• **Text passage**:

— START —

Wait, God Commanded (Anti-)Idols to be Placed in the Tabernacle?!
On one of the most confusing commands in the entire Torah
Welcome to the alliteratively and delightfully entitled Qontroversial Questions on the Parashah (it’s still pronounced “Controversial” – I just think I’m being clever). Subscribe to continue to receive these and please share with those you think would be interested.
I. The Golden Statues in the Mishkan
I don’t think it’s much of a knowledge bomb to point out that Judaism abhors idols. One of the best-known midrashim taught to every child charts the beginning of Avraham’s religious journey with his willingness to question idolatry – even going as far as to destroy them (Bereishit Rabbah 38:13). And the Ten Commandments we read just a few weeks ago could not be clearer in stressing God’s dislike of idols:
You shall not make for yourself a sculptured image, or any likeness of what is in the heavens above, or on the earth below, or in the waters under the earth. You shall not bow down to them or serve them. (Ex. 20:4–5)
And if that weren’t enough, God once again prohibits idols in his first command to Moshe straight after the Ten Commandments:
The LORD said to Moses: Thus shall you say to the Israelites: You yourselves saw that I spoke to you from the very heavens: With Me, therefore, you shall not make any gods of silver, nor shall you make for yourselves any gods of gold. (Ex. 20:19–20)
And the reason for the repetition is, I think, obvious. Now that the Jewish people have just witnessed God’s revelation, He must reinforce the absolute prohibition against idols lest they be tempted – after seeing Him speak “from the very heavens” – to create some sort of image in gold or silver to represent what they saw.
And our instinct, at this point, is to jump a couple of weeks ahead to Parashat Ki Tissa, where the Jewish people fail in this exact way by making the Golden Calf – which Moshe himself describes to God as an elohei zahav, “a god of gold” (Ex. 32:31), the very same thing prohibited straight after the Ten Commandments.
But there’s another example in the Torah where the Jewish people fashion figures of gold to represent, in some sense, God Himself – only in this case, it’s explicitly commanded by God!

— END —

• **Extracted entries**:
— START —

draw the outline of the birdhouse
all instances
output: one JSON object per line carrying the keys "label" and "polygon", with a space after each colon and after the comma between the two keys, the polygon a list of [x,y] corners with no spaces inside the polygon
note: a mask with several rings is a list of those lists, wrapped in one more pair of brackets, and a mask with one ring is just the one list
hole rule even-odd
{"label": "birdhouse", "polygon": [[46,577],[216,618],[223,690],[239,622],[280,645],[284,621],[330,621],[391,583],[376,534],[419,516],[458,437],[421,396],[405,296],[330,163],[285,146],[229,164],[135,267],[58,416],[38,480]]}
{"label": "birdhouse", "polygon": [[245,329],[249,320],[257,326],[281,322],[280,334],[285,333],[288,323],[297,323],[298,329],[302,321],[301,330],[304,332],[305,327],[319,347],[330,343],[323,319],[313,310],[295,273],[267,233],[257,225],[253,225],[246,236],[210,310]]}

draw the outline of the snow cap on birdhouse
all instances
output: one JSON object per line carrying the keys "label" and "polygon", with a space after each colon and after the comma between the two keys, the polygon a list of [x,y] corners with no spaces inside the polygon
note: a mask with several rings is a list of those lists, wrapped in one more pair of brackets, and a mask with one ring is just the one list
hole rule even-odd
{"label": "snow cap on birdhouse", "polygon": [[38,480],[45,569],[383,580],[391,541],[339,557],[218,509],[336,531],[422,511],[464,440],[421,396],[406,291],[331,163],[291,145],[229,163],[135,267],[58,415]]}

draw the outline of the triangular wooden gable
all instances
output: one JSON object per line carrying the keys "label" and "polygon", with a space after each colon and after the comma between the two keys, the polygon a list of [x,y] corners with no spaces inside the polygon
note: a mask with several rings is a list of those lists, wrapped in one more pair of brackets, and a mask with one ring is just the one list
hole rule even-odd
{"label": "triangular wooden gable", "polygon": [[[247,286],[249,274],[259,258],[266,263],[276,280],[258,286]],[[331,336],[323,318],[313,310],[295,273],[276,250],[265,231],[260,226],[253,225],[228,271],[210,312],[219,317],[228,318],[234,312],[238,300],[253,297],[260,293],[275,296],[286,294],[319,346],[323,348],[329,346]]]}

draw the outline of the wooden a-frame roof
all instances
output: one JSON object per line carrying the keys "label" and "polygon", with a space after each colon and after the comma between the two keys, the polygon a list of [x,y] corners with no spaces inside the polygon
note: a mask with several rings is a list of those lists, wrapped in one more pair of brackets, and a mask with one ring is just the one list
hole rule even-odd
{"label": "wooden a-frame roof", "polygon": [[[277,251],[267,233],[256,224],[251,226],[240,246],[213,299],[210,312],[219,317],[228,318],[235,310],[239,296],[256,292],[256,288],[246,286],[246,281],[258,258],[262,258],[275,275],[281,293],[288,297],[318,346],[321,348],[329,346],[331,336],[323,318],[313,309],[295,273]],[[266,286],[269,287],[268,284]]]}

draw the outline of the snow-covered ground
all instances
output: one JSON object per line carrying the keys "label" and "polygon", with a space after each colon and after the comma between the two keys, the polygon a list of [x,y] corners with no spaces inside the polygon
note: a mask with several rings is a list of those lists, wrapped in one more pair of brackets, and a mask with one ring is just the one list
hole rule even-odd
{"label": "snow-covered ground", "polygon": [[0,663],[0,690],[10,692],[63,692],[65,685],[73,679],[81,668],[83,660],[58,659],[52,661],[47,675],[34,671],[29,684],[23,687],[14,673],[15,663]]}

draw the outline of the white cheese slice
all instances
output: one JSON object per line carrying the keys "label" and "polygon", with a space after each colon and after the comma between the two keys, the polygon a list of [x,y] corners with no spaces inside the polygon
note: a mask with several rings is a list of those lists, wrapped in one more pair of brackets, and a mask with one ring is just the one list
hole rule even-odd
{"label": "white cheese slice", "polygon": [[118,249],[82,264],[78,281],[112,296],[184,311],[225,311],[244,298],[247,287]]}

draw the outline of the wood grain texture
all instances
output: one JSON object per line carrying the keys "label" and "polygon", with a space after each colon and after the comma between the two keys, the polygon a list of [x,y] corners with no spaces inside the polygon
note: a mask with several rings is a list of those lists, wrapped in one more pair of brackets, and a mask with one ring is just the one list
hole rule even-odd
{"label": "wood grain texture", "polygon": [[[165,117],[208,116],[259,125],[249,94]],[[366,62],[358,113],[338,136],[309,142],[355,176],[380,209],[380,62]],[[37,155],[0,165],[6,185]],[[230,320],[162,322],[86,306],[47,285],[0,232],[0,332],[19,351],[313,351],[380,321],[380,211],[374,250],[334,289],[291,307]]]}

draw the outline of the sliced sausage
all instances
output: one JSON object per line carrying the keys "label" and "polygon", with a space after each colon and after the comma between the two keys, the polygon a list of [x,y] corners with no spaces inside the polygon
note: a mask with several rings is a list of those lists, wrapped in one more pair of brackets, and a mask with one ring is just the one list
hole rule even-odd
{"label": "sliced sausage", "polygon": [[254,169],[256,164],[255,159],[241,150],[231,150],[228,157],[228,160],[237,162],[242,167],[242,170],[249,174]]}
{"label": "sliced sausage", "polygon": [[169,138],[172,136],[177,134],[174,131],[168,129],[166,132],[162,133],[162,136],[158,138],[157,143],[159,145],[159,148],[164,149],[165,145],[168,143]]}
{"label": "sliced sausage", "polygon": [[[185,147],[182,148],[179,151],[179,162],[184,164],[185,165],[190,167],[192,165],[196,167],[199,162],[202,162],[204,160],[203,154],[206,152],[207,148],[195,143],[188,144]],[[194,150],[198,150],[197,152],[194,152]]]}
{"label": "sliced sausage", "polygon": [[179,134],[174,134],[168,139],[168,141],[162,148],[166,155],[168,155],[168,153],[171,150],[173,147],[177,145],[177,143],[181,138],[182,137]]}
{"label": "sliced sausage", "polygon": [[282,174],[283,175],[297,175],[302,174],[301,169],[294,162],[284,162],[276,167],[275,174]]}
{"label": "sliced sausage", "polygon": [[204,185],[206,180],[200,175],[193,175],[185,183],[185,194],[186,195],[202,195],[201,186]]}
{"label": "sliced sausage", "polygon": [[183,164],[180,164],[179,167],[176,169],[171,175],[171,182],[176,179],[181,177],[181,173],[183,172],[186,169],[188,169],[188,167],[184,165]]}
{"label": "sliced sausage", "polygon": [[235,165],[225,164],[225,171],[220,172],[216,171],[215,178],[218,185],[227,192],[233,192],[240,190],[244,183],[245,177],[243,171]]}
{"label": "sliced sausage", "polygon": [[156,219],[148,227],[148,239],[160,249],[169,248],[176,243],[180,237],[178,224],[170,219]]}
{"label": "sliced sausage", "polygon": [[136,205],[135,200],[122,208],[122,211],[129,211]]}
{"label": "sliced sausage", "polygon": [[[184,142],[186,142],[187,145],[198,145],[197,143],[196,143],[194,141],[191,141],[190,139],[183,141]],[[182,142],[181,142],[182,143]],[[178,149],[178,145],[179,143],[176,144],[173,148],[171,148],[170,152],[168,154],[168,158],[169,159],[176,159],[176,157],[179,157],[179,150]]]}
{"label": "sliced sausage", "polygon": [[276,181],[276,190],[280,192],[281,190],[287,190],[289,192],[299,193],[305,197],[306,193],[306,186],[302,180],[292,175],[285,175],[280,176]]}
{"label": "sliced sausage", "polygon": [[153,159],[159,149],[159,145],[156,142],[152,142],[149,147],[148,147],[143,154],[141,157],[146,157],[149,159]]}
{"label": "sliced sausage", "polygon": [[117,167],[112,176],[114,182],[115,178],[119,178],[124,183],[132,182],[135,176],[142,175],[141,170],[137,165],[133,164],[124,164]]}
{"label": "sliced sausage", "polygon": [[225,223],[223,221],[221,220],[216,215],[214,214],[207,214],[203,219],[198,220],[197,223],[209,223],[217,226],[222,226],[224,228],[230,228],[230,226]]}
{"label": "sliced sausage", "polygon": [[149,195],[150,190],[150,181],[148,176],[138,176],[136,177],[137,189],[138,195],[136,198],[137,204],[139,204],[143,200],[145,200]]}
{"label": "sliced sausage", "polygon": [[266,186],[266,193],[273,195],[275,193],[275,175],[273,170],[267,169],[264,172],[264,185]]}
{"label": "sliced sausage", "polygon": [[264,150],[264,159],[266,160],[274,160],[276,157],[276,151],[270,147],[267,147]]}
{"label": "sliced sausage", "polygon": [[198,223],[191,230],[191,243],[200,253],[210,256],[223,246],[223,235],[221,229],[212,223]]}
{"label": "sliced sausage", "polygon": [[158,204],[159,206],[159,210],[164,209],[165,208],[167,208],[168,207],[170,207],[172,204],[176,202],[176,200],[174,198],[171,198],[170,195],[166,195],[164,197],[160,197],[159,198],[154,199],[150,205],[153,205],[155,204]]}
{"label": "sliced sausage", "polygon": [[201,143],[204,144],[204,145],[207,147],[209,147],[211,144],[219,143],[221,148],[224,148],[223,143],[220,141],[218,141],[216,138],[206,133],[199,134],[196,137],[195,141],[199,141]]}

— END —

• **Requirement**:
Carry on the essay above about the golden statues in the Mishkan, writing the next part after its final sentence.

• **Final result**:
After describing the details of the aron, the Holy Ark which holds the stone tablets containing the Ten Commandments, God commands the people to make a cover for it upon which they must:
Make two cherubim of gold – make them of hammered work – at the two ends of the cover. Make one cherub at one end and the other cherub at the other end; of one piece with the cover shall you make the cherubim at its two ends. The cherubim shall have their wings spread out above, shielding the cover with their wings. They shall confront each other, the faces of the cherubim being turned toward the cover. (Ex. 25:18–20)
If you’ve seen Indiana Jones and the Raiders of the Lost Ark, you know exactly what the aron looks like. But I bet you’ve never stopped to wonder why, in the Holy of Holies – in the most sacred space Judaism has – there are two golden statues atop the Holy Ark?!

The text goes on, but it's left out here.